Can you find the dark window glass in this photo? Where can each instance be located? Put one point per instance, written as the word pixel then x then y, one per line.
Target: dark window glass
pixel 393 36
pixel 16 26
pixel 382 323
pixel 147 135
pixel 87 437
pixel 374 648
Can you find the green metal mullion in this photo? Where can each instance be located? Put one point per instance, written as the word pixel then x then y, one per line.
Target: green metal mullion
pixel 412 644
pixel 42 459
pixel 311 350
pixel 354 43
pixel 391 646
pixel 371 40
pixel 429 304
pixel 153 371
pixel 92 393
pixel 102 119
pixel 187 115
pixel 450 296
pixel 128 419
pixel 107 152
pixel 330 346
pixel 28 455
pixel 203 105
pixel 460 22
== == ==
Problem to work on
Please give back the records exactly as written, beginning at the first line and including the line that holds "Can you find the green" as the last.

Solution to this problem
Can you find the dark window glass in this photo? Where can each instance be located? Put one point per instance, written as the word pixel then x then y, one per line.
Target: dark window glass
pixel 393 36
pixel 16 26
pixel 382 323
pixel 147 135
pixel 87 437
pixel 374 648
Can you find the green metal mullion in this photo? Where can each instance be located? Put one point per instance, written as the word pixel then x then y, one per line.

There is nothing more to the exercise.